*** RECORD LIST ***

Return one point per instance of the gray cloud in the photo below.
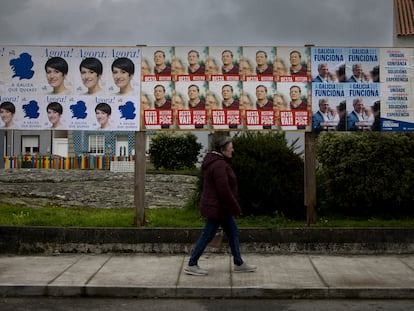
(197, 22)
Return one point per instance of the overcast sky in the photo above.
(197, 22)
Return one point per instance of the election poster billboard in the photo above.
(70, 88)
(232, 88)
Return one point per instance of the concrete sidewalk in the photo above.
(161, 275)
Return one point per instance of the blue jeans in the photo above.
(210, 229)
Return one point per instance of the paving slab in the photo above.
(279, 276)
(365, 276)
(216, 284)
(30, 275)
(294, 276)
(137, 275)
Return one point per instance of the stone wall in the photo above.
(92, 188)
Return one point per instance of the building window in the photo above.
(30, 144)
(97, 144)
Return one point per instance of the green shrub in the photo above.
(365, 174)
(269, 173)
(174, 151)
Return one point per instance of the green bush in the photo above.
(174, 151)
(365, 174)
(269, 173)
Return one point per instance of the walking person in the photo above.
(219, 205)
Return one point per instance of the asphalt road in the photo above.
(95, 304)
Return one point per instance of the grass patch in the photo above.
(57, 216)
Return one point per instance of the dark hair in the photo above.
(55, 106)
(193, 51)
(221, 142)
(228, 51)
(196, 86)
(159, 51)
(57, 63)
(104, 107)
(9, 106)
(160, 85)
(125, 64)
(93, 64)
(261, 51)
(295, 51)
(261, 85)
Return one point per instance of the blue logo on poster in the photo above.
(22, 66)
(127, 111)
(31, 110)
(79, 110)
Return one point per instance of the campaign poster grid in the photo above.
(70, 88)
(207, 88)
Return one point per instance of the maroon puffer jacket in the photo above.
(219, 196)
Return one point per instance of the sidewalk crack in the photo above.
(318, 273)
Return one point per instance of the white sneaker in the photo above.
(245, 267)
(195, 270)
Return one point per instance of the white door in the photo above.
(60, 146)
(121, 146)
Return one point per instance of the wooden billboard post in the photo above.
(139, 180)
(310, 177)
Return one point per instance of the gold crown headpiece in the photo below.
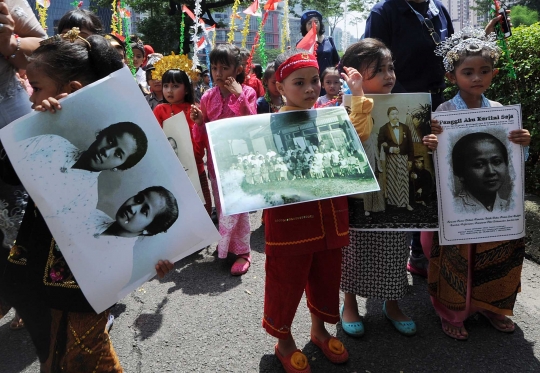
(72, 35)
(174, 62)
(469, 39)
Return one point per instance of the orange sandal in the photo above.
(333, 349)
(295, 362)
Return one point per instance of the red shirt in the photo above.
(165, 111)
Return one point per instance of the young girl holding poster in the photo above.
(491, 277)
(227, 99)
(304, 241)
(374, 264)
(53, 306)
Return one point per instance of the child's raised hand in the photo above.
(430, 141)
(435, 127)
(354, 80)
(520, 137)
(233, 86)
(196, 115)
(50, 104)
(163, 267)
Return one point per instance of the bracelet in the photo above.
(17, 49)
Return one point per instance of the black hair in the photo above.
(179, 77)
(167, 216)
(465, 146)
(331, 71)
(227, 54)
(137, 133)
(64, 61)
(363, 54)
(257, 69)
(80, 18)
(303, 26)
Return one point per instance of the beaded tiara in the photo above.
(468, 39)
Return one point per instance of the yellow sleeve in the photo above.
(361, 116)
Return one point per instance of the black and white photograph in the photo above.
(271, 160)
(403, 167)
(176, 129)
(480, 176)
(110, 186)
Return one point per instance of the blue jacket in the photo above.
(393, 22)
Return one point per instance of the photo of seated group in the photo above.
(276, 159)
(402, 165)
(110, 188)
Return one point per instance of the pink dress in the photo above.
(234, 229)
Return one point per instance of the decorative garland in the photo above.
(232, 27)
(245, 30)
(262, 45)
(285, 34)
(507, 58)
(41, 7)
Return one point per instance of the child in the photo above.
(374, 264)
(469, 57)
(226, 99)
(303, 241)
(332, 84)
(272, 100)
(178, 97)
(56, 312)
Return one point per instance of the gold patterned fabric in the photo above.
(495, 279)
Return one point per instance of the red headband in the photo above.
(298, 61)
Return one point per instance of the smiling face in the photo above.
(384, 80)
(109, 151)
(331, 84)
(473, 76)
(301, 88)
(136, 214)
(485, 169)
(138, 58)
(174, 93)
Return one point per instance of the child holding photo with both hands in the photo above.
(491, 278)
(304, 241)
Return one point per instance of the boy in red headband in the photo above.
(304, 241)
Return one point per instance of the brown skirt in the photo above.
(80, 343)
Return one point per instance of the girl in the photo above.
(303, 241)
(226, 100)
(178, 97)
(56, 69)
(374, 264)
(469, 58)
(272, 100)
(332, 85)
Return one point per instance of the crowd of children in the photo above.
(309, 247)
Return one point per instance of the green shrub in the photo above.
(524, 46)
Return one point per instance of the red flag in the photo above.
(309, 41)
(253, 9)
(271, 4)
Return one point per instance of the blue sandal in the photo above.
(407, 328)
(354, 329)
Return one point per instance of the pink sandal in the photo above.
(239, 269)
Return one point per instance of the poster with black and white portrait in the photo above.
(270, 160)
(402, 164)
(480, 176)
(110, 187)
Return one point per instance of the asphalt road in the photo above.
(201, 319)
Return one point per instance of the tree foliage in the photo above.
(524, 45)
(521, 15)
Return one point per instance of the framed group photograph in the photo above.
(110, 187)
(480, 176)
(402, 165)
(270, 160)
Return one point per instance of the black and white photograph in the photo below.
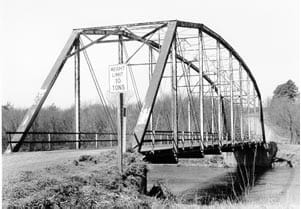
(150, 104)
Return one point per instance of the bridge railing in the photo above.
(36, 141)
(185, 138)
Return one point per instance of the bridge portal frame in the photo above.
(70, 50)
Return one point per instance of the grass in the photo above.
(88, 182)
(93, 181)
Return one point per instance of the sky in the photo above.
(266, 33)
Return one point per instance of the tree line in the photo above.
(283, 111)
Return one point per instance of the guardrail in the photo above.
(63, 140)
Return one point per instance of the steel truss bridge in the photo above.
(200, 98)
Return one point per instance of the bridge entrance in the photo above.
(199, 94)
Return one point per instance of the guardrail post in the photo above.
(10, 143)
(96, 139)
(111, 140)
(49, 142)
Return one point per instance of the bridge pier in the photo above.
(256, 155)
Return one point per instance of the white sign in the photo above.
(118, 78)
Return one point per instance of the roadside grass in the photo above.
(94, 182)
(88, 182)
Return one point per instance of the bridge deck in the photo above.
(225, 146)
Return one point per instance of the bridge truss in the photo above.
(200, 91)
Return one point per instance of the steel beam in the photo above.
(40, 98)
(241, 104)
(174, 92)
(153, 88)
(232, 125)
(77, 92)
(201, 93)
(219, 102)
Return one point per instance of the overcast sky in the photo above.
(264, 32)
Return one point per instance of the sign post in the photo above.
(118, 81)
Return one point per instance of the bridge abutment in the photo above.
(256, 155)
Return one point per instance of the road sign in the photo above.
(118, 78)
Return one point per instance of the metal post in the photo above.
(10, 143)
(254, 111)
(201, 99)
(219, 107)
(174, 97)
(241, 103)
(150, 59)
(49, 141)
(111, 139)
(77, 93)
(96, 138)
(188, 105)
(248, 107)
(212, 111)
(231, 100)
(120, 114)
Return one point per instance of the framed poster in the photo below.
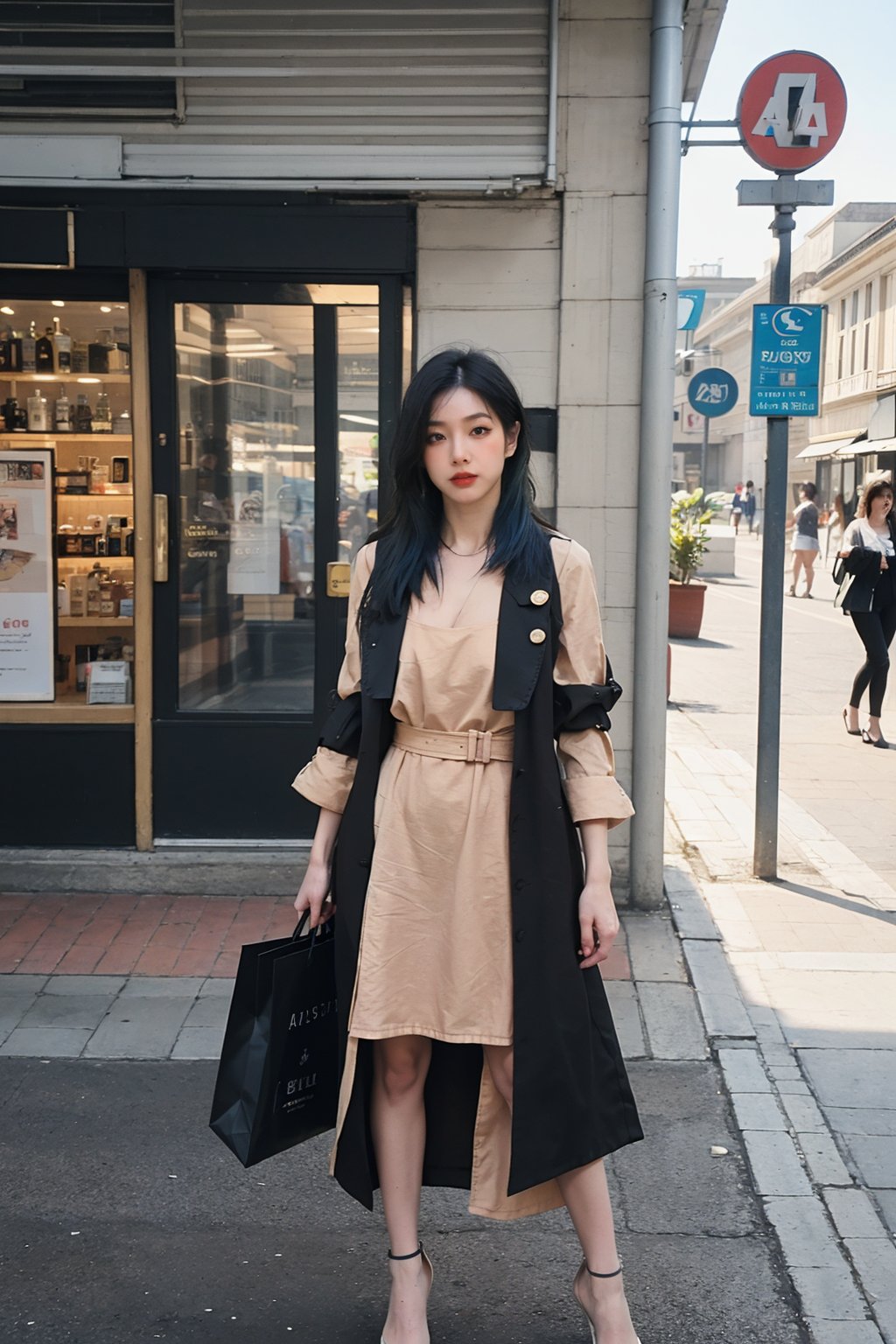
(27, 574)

***

> _EXERCISE PROMPT_: Set out all of the data above as a numbered list, one line per item, with blank lines dropped and the pictures left out.

> _EXERCISE RESPONSE_:
1. Return one point per instance of the gray cloud in the photo below.
2. (197, 22)
3. Return one point per instance of the overcast sky in the photo above.
4. (197, 22)
5. Return one point per instance of the election poster billboard in the photo above.
6. (70, 88)
7. (232, 88)
8. Return one point per instance of the concrete sidewalk in the photo above.
9. (161, 275)
10. Return one point per instance of the blue jeans in the photo above.
11. (210, 229)
12. Return one point per instance of the paving slab in the photo above.
13. (279, 276)
14. (365, 276)
15. (216, 284)
16. (30, 275)
17. (294, 276)
18. (137, 275)
19. Return one point per instance of the stone wall in the photo above.
20. (92, 188)
21. Return one point per instance of the building window in the photo above.
22. (30, 144)
23. (97, 144)
24. Return one point per instance of the green shrub in the photo above.
25. (365, 174)
26. (269, 173)
27. (174, 151)
28. Return one point per instance of the green bush in the photo above.
29. (174, 151)
30. (365, 174)
31. (269, 173)
32. Return one point per instance of the walking person in the photo above.
33. (219, 205)
34. Return one point per instance of the asphalt road in the photo above.
35. (95, 304)
36. Return one point per instance of the grass patch in the photo above.
37. (57, 216)
38. Return one point per instance of the dark hair in the photo above.
39. (55, 106)
40. (193, 51)
41. (221, 142)
42. (228, 51)
43. (196, 86)
44. (159, 51)
45. (57, 63)
46. (104, 107)
47. (9, 106)
48. (160, 85)
49. (125, 64)
50. (93, 64)
51. (261, 51)
52. (295, 51)
53. (261, 85)
54. Return one point per instance of the blue logo on poster in the photo above.
55. (22, 66)
56. (127, 111)
57. (31, 110)
58. (79, 110)
59. Return one point per instance of the campaign poster grid in the photo above.
60. (70, 88)
61. (207, 88)
62. Return one point per instance of the maroon puffer jacket in the photo above.
63. (219, 196)
64. Return one point per instance of the sidewalk crack in the photo above.
65. (318, 273)
66. Return one point per instance of the white sneaker in the photo above.
67. (245, 267)
68. (195, 270)
69. Return one point per instance of the white door in the photo above.
70. (60, 146)
71. (121, 146)
72. Return one point per instance of the wooden billboard post in the photo above.
73. (139, 180)
74. (310, 177)
75. Return one point per instance of the gold crown headpiece in the photo below.
76. (72, 35)
77. (174, 62)
78. (469, 39)
79. Return one point per instance of the orange sandal in the photo above.
80. (333, 349)
81. (295, 362)
82. Return one point per instance of the red shirt in the photo above.
83. (165, 111)
84. Return one point per instance of the young girl holding poster in the photo above.
85. (491, 277)
86. (227, 99)
87. (304, 241)
88. (374, 264)
89. (53, 306)
90. Return one point per instance of the child's raised hand in the photo above.
91. (430, 141)
92. (435, 127)
93. (354, 80)
94. (520, 137)
95. (233, 86)
96. (196, 115)
97. (50, 104)
98. (163, 267)
99. Return one point per instance of the bracelet in the photo above.
100. (17, 49)
101. Return one point per instance of the black hair in the photo above.
102. (179, 77)
103. (167, 216)
104. (465, 146)
105. (331, 71)
106. (227, 54)
107. (137, 133)
108. (64, 61)
109. (363, 54)
110. (257, 69)
111. (80, 18)
112. (303, 26)
113. Return one point per instance of the beaded tiara in the photo above.
114. (468, 39)
115. Return one point per instance of the yellow sleeve in the photo above.
116. (361, 116)
117. Return one point per instance of the black and white photograph in the photo above.
118. (271, 160)
119. (403, 167)
120. (176, 129)
121. (480, 176)
122. (110, 186)
123. Return one point per instance of the blue jacket in the photo above.
124. (393, 22)
125. Return one point per instance of the photo of seated group in the photo above.
126. (276, 159)
127. (402, 165)
128. (110, 188)
129. Return one point per instance of the pink dress in the photo above.
130. (234, 229)
131. Return one point per instance of the decorative garland in the photo above.
132. (232, 27)
133. (245, 30)
134. (262, 45)
135. (285, 34)
136. (507, 58)
137. (41, 7)
138. Return one point per instance of the child in the photo above.
139. (374, 264)
140. (469, 57)
141. (226, 99)
142. (303, 241)
143. (332, 84)
144. (272, 100)
145. (178, 97)
146. (56, 312)
147. Return one point per instance of the gold patterned fabric in the photo above.
148. (495, 279)
149. Return one point per instance of the red headband in the photo above.
150. (298, 61)
151. Return one point per instance of the smiling face in the photo above.
152. (384, 80)
153. (109, 151)
154. (331, 84)
155. (473, 76)
156. (301, 88)
157. (136, 214)
158. (485, 169)
159. (138, 58)
160. (174, 93)
161. Return one point per instance of the child holding photo with both hands in the photo above.
162. (491, 278)
163. (304, 241)
164. Return one point per instance of the boy in red headband in the photo above.
165. (304, 241)
166. Return one point per instance of the brown skirt in the photo above.
167. (80, 343)
168. Return one point per instance of the girl in the photo above.
169. (303, 241)
170. (226, 100)
171. (178, 97)
172. (56, 69)
173. (374, 264)
174. (469, 58)
175. (272, 100)
176. (332, 85)
177. Return one point per instance of the crowd of children in the photo above.
178. (309, 247)
179. Return one point per instance of the green shrub in the photo above.
180. (524, 46)
181. Return one point per instance of the red flag in the photo above.
182. (309, 41)
183. (253, 9)
184. (271, 4)
185. Return one point per instance of the blue sandal in the photo above.
186. (407, 328)
187. (354, 329)
188. Return one point per instance of the pink sandal in the photo above.
189. (239, 269)
190. Return one point per instance of the poster with black and white portrait in the photo above.
191. (270, 160)
192. (402, 164)
193. (480, 176)
194. (110, 187)
195. Return one point per instance of the asphalt road in the photo above.
196. (201, 319)
197. Return one point per instance of the tree foliage in the photo above.
198. (524, 45)
199. (521, 15)
200. Return one point per instance of the framed group photograph in the photo above.
201. (110, 187)
202. (480, 176)
203. (402, 165)
204. (270, 160)
205. Return one point per instance of the black and white photograph in the photo below.
206. (150, 104)
207. Return one point per instance of the bridge railing in the photo above.
208. (36, 141)
209. (185, 138)
210. Return one point per instance of the bridge portal frame in the photo above.
211. (70, 50)
212. Return one point per instance of the grass in the photo above.
213. (88, 182)
214. (93, 181)
215. Return one point per instance of the sky in the photo above.
216. (266, 33)
217. Return one point per instance of the tree line in the photo above.
218. (283, 111)
219. Return one point per instance of the guardrail in the photo above.
220. (63, 140)
221. Return one point per instance of the steel truss bridge in the photo above.
222. (200, 98)
223. Return one point per instance of the bridge entrance in the photo above.
224. (199, 94)
225. Return one point per instance of the guardrail post in the photo above.
226. (10, 143)
227. (96, 139)
228. (111, 140)
229. (49, 142)
230. Return one point per instance of the bridge pier in the photo above.
231. (256, 155)
232. Return one point per instance of the white sign in the photo above.
233. (118, 78)
234. Return one point per instance of the roadside grass in the photo above.
235. (94, 182)
236. (88, 182)
237. Return one point per instance of the bridge deck in the photo above.
238. (225, 146)
239. Return one point per instance of the bridge truss in the photo above.
240. (200, 91)
241. Return one point per instance of the steel beam in the photo above.
242. (40, 98)
243. (241, 104)
244. (174, 92)
245. (153, 88)
246. (232, 125)
247. (77, 92)
248. (201, 93)
249. (219, 102)
250. Return one point per instance of the overcast sky in the photo above.
251. (264, 32)
252. Return one point per instance of the sign post in the photo above.
253. (118, 81)
254. Return one point per instance of the bridge abutment in the photo above.
255. (256, 155)
256. Return one point per instance of the road sign in the photo above.
257. (118, 78)
258. Return one point per instance of the metal post in the photo above.
259. (10, 143)
260. (254, 111)
261. (201, 99)
262. (219, 107)
263. (174, 97)
264. (241, 103)
265. (150, 59)
266. (49, 141)
267. (111, 139)
268. (77, 93)
269. (96, 138)
270. (188, 105)
271. (248, 107)
272. (212, 111)
273. (231, 100)
274. (120, 114)
275. Return one point per instance of the framed poster in the photo below.
276. (27, 574)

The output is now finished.